• _What to do_
**a)** Reproduce, word for word, the part of the passage on Democrats and organized labor starting at "Indeed, one wonders, if" and ending at "same tired neoliberalism.".
**b)** Extend the passage about Labor Day and the Democratic Party, picking up right after its final sentence.

Hence, with a new upsurge of worker militancy fighting hard against a furious backlash from some of the biggest corporations and contemporary Robber Barons in America, why wouldn’t the Democrats want to embrace being the “party of the people” once again? As Hamilton Nolan says of the present moment in the Guardian:
It is also a golden opportunity for a Democratic party that has spent the last six years wringing its hands about losing working-class voters to the pseudo-populist (and racist) appeal of Trumpism. Want to get working people enthusiastic about Democrats again? Then the Democrats should help working people. National Democratic politicians should be holding press conferences decrying the greedy chief executives closing these stores just because workers tried to stand up for themselves. Joe Biden should be screaming his head off about billionaire Starbucks chief Howard Schultz’s disgusting union-busting at the same volume that Ron DeSantis is blathering about “woke corporations”.
Indeed, one wonders, if not now, when? With that in mind, progressives should not just celebrate Labor Day as a tribute to the historical accomplishments of the labor movement but as a wake-up call to win back the American working class to speaking truth to oligarchical power rather than falling back on the same tired neoliberalism.

• _Supplied entries_
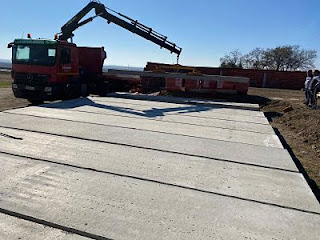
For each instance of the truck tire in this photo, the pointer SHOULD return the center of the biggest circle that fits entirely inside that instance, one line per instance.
(84, 90)
(35, 101)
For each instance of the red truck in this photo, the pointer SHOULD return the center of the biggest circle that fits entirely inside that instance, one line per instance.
(58, 69)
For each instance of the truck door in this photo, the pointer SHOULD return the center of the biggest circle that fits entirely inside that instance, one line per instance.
(68, 66)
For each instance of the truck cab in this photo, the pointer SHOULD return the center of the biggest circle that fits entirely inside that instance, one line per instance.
(52, 69)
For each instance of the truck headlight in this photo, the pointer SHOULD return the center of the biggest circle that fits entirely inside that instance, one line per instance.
(48, 89)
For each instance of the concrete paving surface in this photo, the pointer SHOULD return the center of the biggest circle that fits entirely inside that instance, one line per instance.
(145, 167)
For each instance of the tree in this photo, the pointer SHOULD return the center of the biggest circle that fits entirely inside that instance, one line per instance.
(232, 60)
(282, 58)
(255, 59)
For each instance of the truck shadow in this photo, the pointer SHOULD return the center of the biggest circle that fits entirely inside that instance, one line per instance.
(149, 113)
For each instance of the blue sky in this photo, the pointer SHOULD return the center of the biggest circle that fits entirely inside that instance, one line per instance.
(205, 29)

• _Response list_
**a)**
Indeed, one wonders, if not now, when? With that in mind, progressives should not just celebrate Labor Day as a tribute to the historical accomplishments of the labor movement but as a wake-up call to win back the American working class to speaking truth to oligarchical power rather than falling back on the same tired neoliberalism.

**b)**
With Friends Like These, Who Needs Enemies
While it remains to be seen whether the current pro-labor lip service of the Biden Administration will translate into any transformative action, it is clear that some of the union movement’s traditional enemies are trying to get in on the new-found energy they see in worker organizing. As the Los Angeles Times reports:
A startup backed by Silicon Valley venture capitalists, Unit of Work is an unlikely candidate for the role of labor movement champion. Its outside investors have made fortunes backing technologies such as artificial intelligence, cryptocurrencies and video games. One is among California’s foremost critics of public-sector labor unions.
But these people used to multibillion-dollar sales and IPOs see a big opportunity in the atomized, restive condition of America’s workforce and the possibility of transforming it through a new era of unionization. “We only invest in areas where we think we can get a return,” said Roy Bahat, head of Bloomberg Beta, the venture arm of billionaire Mike Bloomberg’s media empire.
Unit’s business model works like this: The startup’s organizers provide free consulting to groups of workers organizing unions within their own workplaces — helping them build support to win elections, advising them on strategy in contract-bargaining sessions, guiding them through paperwork filings and around legal obstacles. Once a contract is in place, members of the new union can decide to pay Unit a monthly fee — similar to traditional union dues — to keep providing support.
More specifically, Tim Draper, the techno-reactionary who filed a ballot measure to ban public sector unions in California, is one of the investors in this project. Why? Draper is fan of what he hopes would be a “decentralized” labor movement without the same structure as the current one and, crucially, without public sector unions.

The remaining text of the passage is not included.